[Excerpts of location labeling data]
****************************************
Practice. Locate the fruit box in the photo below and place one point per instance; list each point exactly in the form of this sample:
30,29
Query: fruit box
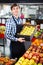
27,36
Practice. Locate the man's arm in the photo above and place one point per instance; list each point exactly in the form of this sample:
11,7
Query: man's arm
9,33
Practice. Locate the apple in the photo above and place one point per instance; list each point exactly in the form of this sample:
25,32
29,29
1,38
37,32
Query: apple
34,57
41,60
31,62
27,52
37,60
30,56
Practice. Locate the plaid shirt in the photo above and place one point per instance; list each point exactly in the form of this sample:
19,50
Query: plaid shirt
11,28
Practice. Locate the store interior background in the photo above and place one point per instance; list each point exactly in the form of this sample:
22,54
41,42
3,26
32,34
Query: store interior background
30,10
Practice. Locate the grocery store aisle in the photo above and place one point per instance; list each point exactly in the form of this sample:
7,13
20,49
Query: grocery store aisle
7,48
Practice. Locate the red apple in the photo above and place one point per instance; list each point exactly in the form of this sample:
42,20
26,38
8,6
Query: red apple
37,60
41,60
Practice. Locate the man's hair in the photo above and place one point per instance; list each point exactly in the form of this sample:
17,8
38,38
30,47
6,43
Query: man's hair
14,5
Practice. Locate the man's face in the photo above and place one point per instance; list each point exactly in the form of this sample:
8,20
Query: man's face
15,10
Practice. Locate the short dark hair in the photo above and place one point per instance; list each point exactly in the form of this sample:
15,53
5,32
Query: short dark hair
14,5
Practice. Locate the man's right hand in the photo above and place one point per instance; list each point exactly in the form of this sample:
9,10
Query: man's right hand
21,40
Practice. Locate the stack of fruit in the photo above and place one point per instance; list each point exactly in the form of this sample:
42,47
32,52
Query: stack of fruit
6,61
33,56
2,29
29,29
37,42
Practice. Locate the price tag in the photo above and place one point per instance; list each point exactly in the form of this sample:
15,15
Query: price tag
41,26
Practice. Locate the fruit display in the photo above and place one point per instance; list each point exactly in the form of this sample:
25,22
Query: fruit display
33,56
6,61
27,30
2,29
38,42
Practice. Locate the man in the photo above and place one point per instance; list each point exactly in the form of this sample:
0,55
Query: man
13,26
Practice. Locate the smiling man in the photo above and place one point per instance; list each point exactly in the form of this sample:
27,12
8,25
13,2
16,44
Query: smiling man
13,26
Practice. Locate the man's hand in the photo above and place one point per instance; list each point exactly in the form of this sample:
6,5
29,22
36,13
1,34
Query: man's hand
21,40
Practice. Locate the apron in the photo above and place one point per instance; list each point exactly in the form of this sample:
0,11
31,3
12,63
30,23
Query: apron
17,49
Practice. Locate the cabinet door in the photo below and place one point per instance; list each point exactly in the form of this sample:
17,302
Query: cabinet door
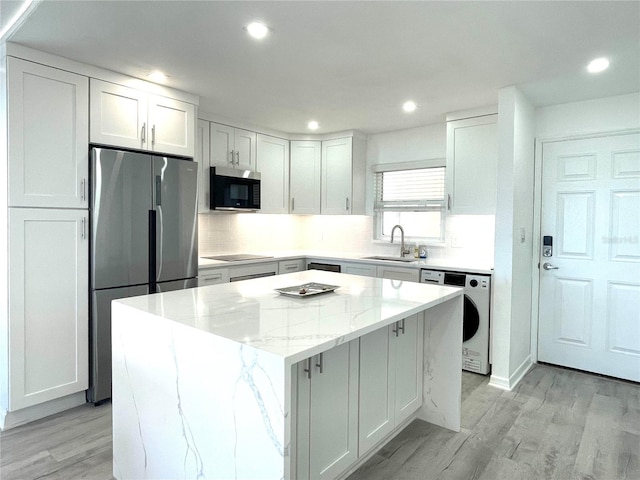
305,169
376,400
245,149
222,143
172,126
472,156
48,305
329,421
408,354
48,136
336,176
273,165
118,115
202,157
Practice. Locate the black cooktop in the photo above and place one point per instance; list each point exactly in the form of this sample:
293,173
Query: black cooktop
237,257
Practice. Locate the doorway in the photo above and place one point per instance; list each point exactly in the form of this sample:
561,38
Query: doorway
589,255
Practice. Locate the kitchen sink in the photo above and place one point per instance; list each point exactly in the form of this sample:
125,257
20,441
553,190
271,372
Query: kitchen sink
390,259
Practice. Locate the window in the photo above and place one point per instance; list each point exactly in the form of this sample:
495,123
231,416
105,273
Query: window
412,197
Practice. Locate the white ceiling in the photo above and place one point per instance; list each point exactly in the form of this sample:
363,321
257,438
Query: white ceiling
351,65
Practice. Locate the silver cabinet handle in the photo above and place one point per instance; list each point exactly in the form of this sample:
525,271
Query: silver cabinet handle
320,365
308,369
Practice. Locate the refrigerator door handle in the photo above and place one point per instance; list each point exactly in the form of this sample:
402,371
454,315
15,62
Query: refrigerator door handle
158,190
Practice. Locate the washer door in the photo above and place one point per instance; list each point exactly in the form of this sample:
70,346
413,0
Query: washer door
471,319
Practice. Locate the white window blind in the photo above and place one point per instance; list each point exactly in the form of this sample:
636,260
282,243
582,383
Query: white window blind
420,189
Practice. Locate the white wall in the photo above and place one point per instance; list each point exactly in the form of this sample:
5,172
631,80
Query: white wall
511,323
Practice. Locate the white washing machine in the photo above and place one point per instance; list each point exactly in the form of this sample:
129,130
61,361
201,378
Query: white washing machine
476,321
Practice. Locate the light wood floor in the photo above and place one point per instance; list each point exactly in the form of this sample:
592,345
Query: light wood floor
558,424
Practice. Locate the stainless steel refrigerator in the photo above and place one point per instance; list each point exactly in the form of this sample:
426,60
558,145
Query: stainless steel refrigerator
144,240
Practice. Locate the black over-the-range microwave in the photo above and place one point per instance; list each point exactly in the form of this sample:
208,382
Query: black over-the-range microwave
234,189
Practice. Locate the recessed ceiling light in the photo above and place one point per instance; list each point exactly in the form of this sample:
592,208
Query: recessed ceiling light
598,65
257,30
409,106
157,77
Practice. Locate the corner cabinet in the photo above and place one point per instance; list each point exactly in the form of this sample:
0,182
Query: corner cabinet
327,413
343,167
48,304
390,388
125,117
48,136
472,158
273,164
305,170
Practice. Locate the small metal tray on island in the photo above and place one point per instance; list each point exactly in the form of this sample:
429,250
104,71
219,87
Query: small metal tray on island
307,289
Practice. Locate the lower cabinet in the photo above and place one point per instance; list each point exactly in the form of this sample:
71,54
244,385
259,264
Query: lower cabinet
327,413
390,387
48,304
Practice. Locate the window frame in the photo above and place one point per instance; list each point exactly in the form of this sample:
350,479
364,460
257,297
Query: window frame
377,213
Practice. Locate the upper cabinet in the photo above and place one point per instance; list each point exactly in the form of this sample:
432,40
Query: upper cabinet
305,172
472,157
48,136
273,162
343,167
125,117
232,147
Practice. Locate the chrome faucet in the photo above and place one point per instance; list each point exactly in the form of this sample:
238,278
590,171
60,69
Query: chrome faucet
403,250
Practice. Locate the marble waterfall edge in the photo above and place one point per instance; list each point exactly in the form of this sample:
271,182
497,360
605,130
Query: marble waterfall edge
210,407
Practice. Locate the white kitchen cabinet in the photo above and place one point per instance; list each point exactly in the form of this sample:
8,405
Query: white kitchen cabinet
48,304
202,157
305,171
290,266
232,147
48,136
398,273
343,166
327,413
472,158
273,165
212,276
390,388
125,117
364,269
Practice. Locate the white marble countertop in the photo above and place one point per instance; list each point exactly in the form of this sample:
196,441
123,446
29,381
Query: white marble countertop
254,314
450,264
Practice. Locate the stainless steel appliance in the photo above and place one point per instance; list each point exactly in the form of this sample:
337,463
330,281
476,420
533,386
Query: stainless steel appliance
143,240
234,189
476,309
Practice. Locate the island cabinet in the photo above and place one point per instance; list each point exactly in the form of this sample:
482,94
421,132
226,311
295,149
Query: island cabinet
390,388
126,117
327,413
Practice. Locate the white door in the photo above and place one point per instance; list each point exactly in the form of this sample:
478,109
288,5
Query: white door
336,176
172,125
305,171
118,115
221,138
48,136
589,305
273,164
48,304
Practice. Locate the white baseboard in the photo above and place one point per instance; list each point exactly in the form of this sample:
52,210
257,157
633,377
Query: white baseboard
25,415
514,379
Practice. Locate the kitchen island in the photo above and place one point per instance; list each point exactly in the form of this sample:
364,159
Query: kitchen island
226,381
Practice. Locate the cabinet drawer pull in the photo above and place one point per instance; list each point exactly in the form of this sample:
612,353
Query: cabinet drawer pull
321,364
308,369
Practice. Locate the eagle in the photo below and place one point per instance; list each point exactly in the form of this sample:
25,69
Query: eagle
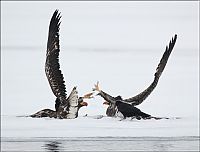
65,107
127,106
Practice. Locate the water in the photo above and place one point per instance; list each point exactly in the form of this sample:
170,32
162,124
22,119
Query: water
102,144
119,44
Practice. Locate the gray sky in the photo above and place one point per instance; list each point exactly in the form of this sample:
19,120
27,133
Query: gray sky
111,25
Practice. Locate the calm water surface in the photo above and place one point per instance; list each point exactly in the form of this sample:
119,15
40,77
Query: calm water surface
102,144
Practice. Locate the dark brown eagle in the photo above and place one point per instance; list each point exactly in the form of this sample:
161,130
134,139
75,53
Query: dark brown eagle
65,107
127,106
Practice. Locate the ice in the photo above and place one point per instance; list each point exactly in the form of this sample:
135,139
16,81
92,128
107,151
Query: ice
118,44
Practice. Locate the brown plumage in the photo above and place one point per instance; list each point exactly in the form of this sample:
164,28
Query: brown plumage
138,99
66,107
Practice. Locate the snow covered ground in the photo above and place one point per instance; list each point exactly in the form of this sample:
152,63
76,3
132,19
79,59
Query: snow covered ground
120,48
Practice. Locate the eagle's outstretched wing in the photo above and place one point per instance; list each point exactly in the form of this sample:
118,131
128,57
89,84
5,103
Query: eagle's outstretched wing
52,66
138,99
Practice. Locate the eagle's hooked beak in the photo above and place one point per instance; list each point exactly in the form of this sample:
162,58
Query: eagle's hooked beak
106,103
83,103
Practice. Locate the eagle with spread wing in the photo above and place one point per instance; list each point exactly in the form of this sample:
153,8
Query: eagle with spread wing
127,106
65,107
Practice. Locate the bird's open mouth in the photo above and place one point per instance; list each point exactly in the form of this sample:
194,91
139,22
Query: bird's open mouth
106,103
84,103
****************************************
#### [Prompt]
Repeat exactly, and only, the lines from the one containing "Practice. Locate the eagle's hooked" through the end of the material.

#### [Exercise response]
Practice. Locate the eagle's hooked beak in the photo above and place one point per instance; list each point exactly in the form of this sample:
162,58
Query: eagle's hooked beak
106,103
83,103
Practice. Locate the eagle with spread wing in the photo above and place one point per instance; list each point exactly in the form of this sample:
153,8
Query: eagle with spread wing
127,106
65,107
Practice. Locate the bird's open mouth in the photo above and place one point per instance; list each point exactly in the form of this sample:
194,91
139,22
Query: bird's open mouth
106,103
84,103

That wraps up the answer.